• COSA FARE:
1 – Nel testo su Gianfrancesco Albani, riduci a un elenco puntato il paragrafo che inizia con "Successivamente fu governatore" e conserva i fatti principali.
2 – Trascrivi un passo del testo su Gianfrancesco Albani sostituendo "Rieti" con "Spoleto". Comincia dalle parole "Successivamente fu governatore" e fermati dopo "veniva ordinato vescovo.".
3 – Rispondi a queste domande sul testo su Gianfrancesco Albani.
(a) A quanti anni si trasferì a Roma?
(b) Quale nome assunse nell'Accademia dell'Arcadia?
(c) Quale papa lo creò cardinale, e in che anno?

• ESTRATTO DEL TESTO:
GIANFRANCESCO (o Giovanni Francesco, secondo alcuni) nacque dalla famiglia ALBANI, nobili di Urbino, il 23 luglio 1649. A 19 anni si trasferì a Roma per formarsi al Collegio Romano; qui ebbe anche modo di frequentare, introdottovi dal cardinale marchigiano Decio Azzolini, l'illustre salotto della regina Cristina di Svezia, dove si incontravano letterati, poeti, pittori (quali Carlo Maratti e Giuseppe Ghezzi), musicisti (come Corelli, Scarlatti e Pasquini) ed anche prelati come Giulio Rospigliosi (poi papa Clemente IX). Fu autore egli stesso di testi teatrali; celebre la sua apprezzatissima prolusione, del 1687, su Giacomo II Stuart, paragonato nella sua difesa del cristianesimo a Costantino. Alla morte di Cristina (1689) i letterati Gravina e Crescimbeni diedero vita, in nome dell'illustre defunta, all'Accademia dell'Arcadia. E l'Albani, all'interno della nuova Accademia, prese, nel 1695, il nome di Arete Melleo.
Successivamente fu governatore di Rieti, della Sabina e di Orvieto e nel 1687 fu nominato segretario dei Brevi. Fu creato cardinale (dell'Ordine dei Diaconi) da Alessandro VIII nel 1690. Alla morte di Innocenzo XII si aprì un conclave che durò circa due mesi, durante il quale arrivò la notizia della morte di Carlo II di Spagna. I voti caddero proprio sul cardinale Albani, per impedire lo scoppio della guerra e governare la Chiesa nel difficile momento che stava attraversando; fu eletto papa il 23 novembre 1700 assumendo il nome di CLEMENTE XI. Qualche giorno dopo veniva ordinato vescovo.

Voci del dataset:

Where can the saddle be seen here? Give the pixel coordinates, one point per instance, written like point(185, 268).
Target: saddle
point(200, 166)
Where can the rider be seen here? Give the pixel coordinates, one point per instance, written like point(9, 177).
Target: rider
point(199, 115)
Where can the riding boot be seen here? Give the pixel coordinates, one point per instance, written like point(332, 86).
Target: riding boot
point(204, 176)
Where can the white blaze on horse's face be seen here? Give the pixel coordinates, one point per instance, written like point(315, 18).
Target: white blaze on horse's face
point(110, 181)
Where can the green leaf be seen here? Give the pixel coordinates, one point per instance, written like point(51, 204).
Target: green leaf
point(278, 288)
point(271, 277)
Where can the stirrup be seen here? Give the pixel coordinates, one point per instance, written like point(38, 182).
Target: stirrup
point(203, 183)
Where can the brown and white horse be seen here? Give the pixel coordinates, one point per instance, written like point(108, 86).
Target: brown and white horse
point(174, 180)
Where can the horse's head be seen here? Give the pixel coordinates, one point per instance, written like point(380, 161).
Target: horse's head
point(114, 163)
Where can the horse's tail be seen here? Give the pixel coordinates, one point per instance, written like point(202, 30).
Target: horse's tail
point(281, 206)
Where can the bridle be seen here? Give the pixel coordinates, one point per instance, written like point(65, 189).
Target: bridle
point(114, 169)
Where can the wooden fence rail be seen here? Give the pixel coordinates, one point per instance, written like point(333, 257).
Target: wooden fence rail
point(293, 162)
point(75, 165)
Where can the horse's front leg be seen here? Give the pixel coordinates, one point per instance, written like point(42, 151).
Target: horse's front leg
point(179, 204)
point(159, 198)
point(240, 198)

• SOLUZIONI DEI COMPITI:
1 –
- Fu governatore di Rieti, della Sabina e di Orvieto.
- Nel 1687 fu nominato segretario dei Brevi.
- Nel 1690 Alessandro VIII lo creò cardinale dell'Ordine dei Diaconi.
- Alla morte di Innocenzo XII si aprì un conclave di circa due mesi, durante il quale giunse la notizia della morte di Carlo II di Spagna.
- I voti caddero su di lui per impedire lo scoppio della guerra e per governare la Chiesa in un momento difficile.
- Il 23 novembre 1700 fu eletto papa con il nome di Clemente XI.
- Pochi giorni dopo fu ordinato vescovo.

2 –
Successivamente fu governatore di Spoleto, della Sabina e di Orvieto e nel 1687 fu nominato segretario dei Brevi. Fu creato cardinale (dell'Ordine dei Diaconi) da Alessandro VIII nel 1690. Alla morte di Innocenzo XII si aprì un conclave che durò circa due mesi, durante il quale arrivò la notizia della morte di Carlo II di Spagna. I voti caddero proprio sul cardinale Albani, per impedire lo scoppio della guerra e governare la Chiesa nel difficile momento che stava attraversando; fu eletto papa il 23 novembre 1700 assumendo il nome di CLEMENTE XI. Qualche giorno dopo veniva ordinato vescovo.

3 –
(a) A 19 anni.
(b) Arete Melleo.
(c) Alessandro VIII, nel 1690.